§ WHAT YOU NEED TO DO: Output verbatim the lines beginning at the one that contains "Might I trouble you for the coordinates of the woman in" and ending at the last line of the material, inclusive of both.

§ RECORDS:

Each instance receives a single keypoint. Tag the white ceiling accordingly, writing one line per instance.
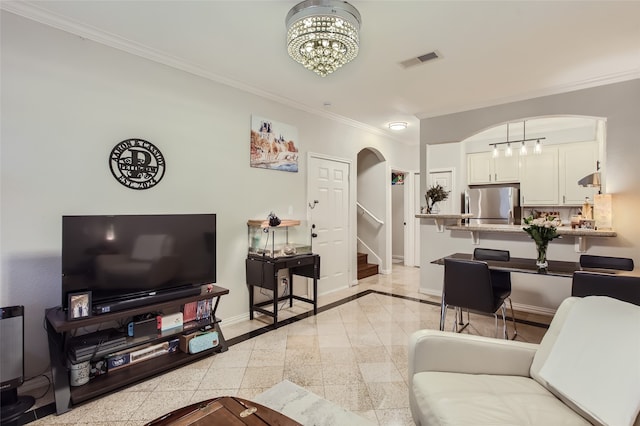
(491, 51)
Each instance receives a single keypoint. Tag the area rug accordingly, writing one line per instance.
(306, 407)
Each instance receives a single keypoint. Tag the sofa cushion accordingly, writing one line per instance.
(478, 399)
(594, 362)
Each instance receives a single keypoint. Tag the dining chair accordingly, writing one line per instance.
(621, 287)
(500, 280)
(468, 285)
(606, 262)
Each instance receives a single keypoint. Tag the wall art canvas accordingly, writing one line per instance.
(273, 145)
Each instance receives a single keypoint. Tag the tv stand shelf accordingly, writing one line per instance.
(58, 331)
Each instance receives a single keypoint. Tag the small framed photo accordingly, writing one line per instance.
(79, 305)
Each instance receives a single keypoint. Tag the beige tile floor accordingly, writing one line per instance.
(354, 354)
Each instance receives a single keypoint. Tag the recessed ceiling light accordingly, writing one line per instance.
(398, 125)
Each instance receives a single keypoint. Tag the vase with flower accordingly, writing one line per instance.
(434, 195)
(542, 230)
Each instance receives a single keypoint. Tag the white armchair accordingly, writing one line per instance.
(458, 379)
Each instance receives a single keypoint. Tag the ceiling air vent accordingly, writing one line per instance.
(419, 59)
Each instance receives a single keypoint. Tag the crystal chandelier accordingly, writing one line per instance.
(322, 35)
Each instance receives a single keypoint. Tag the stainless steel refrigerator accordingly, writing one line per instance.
(499, 205)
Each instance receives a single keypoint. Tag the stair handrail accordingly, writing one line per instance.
(373, 253)
(374, 217)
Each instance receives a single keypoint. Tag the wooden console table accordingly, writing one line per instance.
(60, 331)
(262, 271)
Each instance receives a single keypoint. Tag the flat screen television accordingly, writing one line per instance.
(128, 257)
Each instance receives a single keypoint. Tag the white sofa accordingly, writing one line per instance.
(583, 372)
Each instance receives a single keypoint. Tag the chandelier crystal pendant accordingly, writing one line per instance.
(323, 35)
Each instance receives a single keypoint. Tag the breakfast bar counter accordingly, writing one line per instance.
(580, 234)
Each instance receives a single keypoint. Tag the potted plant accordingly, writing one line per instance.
(434, 195)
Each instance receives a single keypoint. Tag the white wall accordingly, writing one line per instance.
(397, 221)
(619, 104)
(66, 102)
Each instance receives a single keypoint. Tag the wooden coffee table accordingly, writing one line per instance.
(224, 410)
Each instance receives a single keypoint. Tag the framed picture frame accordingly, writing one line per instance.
(79, 305)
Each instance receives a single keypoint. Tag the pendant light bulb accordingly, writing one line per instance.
(523, 149)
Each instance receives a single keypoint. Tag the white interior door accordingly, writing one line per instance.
(444, 178)
(328, 183)
(418, 201)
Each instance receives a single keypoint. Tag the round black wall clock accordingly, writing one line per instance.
(137, 164)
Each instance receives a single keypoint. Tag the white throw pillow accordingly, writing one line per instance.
(595, 361)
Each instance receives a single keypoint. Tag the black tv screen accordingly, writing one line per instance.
(127, 256)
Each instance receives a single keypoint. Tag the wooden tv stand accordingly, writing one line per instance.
(60, 330)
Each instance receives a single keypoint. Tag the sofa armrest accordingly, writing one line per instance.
(431, 350)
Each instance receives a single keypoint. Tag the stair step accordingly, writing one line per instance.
(367, 270)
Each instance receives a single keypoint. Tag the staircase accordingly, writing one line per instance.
(366, 269)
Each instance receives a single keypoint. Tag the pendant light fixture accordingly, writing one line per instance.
(523, 148)
(323, 35)
(508, 152)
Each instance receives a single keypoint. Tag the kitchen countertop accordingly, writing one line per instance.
(516, 229)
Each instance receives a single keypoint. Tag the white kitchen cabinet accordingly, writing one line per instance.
(576, 160)
(479, 168)
(482, 168)
(507, 169)
(539, 178)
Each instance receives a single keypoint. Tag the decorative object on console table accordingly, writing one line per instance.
(602, 211)
(542, 230)
(189, 311)
(79, 305)
(434, 195)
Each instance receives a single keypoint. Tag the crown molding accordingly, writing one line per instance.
(43, 16)
(553, 90)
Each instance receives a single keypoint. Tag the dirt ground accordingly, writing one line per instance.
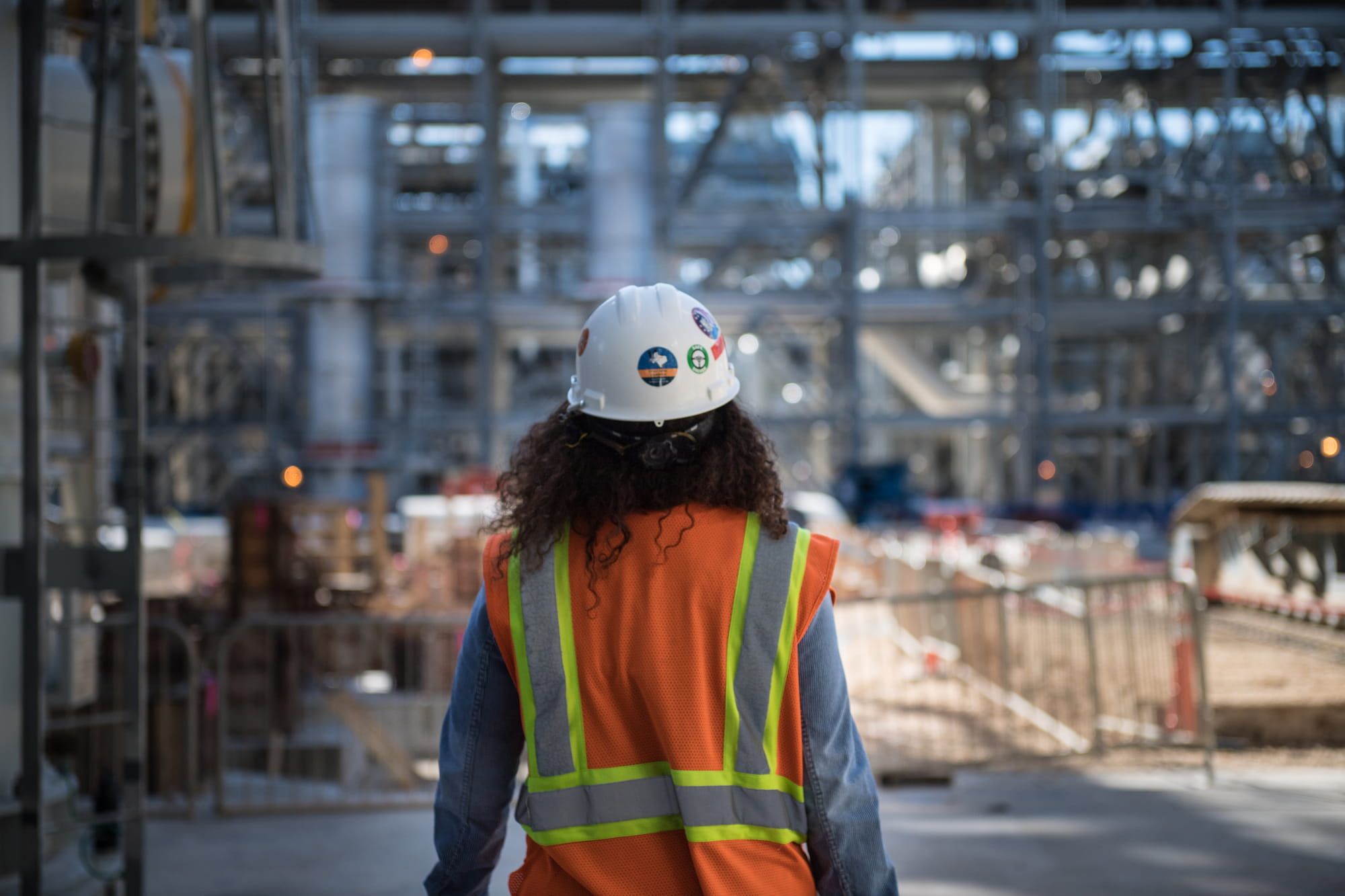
(1247, 671)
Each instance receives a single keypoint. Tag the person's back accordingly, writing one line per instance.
(660, 639)
(652, 674)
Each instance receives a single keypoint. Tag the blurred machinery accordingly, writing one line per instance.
(116, 193)
(1091, 284)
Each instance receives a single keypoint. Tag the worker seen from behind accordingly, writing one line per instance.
(660, 639)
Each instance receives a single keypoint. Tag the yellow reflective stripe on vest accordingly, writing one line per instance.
(564, 801)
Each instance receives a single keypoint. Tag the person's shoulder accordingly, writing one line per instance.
(496, 556)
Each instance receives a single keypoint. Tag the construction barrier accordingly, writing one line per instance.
(969, 677)
(332, 712)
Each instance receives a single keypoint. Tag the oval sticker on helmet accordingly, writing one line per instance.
(658, 366)
(705, 322)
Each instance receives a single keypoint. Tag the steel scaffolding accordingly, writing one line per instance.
(1093, 386)
(119, 257)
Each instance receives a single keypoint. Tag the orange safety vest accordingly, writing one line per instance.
(661, 705)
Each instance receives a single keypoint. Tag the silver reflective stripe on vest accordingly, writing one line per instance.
(699, 806)
(543, 639)
(762, 622)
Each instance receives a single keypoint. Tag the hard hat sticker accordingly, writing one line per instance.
(658, 366)
(705, 322)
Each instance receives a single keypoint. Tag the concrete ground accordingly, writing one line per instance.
(1258, 833)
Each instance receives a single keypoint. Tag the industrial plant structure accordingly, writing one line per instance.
(1070, 259)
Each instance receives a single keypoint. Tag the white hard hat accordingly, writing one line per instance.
(652, 354)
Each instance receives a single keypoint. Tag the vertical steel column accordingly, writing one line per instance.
(1048, 88)
(283, 178)
(1230, 466)
(33, 40)
(852, 236)
(209, 212)
(488, 103)
(665, 92)
(132, 470)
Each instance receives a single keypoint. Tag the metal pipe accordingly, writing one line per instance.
(132, 470)
(33, 32)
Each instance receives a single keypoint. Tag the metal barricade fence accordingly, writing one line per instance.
(333, 712)
(978, 676)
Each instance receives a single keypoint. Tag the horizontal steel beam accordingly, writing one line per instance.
(268, 257)
(555, 34)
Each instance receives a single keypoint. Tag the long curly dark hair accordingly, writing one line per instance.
(558, 475)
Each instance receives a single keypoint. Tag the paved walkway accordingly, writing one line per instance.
(1258, 833)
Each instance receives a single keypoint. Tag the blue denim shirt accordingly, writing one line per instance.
(484, 740)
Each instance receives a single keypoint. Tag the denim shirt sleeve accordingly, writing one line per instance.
(845, 841)
(478, 763)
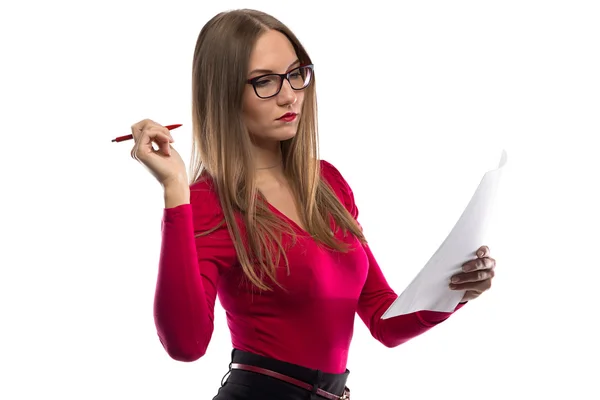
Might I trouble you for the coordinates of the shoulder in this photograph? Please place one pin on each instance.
(339, 184)
(333, 176)
(206, 207)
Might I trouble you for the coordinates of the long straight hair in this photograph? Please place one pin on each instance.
(222, 149)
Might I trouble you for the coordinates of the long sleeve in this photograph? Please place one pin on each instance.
(188, 275)
(377, 295)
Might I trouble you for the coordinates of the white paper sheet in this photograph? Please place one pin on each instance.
(429, 289)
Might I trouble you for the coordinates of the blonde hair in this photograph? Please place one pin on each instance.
(222, 148)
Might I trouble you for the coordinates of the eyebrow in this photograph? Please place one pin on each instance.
(268, 71)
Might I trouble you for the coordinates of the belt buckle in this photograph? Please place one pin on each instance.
(345, 395)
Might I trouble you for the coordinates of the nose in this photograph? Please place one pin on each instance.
(287, 95)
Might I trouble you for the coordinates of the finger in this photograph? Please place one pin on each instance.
(478, 264)
(168, 133)
(138, 128)
(144, 145)
(476, 276)
(163, 142)
(479, 286)
(483, 251)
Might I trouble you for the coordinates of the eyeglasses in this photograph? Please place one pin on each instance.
(269, 85)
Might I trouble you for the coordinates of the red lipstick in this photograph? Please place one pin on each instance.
(288, 117)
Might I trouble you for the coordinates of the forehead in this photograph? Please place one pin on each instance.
(272, 51)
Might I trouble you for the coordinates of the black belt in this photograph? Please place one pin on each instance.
(293, 381)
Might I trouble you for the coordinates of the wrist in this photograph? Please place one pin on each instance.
(176, 194)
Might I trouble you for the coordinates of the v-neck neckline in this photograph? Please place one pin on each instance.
(291, 221)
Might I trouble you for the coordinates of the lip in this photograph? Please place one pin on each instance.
(287, 117)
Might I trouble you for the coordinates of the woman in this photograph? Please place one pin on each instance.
(266, 225)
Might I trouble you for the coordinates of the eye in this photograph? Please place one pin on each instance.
(266, 81)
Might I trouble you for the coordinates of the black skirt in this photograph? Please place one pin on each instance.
(247, 385)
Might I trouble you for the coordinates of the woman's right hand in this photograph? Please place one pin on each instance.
(165, 164)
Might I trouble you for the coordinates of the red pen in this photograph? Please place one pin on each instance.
(129, 137)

§ SOLUTION:
Might I trouble you for the coordinates of the woman in this photograph? Please place one pin on each instance.
(266, 225)
Might I trouble you for the coordinates of the eye in this photograph? Please place one pin on each instance.
(266, 81)
Might I trouble you for the coordinates of the black skirt in this photograph? Please place one pin on each instance.
(247, 385)
Might I trouble you for the coordinates of the woman's right hand in this photograph? Please place one pin on each instance.
(165, 164)
Might I trouble you for the coordinates of the red pen in this photograph? Please place one pin on each instance.
(129, 137)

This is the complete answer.